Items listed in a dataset
====
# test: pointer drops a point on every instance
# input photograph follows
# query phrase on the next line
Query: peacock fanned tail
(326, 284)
====
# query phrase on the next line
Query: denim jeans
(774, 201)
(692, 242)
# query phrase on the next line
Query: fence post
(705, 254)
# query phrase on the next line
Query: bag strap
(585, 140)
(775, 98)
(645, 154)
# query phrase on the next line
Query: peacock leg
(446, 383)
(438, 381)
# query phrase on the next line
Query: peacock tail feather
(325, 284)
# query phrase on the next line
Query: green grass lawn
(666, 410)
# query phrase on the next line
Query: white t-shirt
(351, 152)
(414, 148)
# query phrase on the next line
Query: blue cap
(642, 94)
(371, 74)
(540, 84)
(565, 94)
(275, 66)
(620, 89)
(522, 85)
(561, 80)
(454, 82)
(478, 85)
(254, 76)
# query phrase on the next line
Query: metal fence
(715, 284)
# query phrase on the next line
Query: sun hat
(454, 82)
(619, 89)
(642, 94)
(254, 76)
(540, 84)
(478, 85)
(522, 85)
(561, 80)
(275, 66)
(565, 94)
====
What you will do:
Copy every line of the records above that contains the word "tail".

Final answer:
Query: peacock fanned tail
Query: peacock tail feather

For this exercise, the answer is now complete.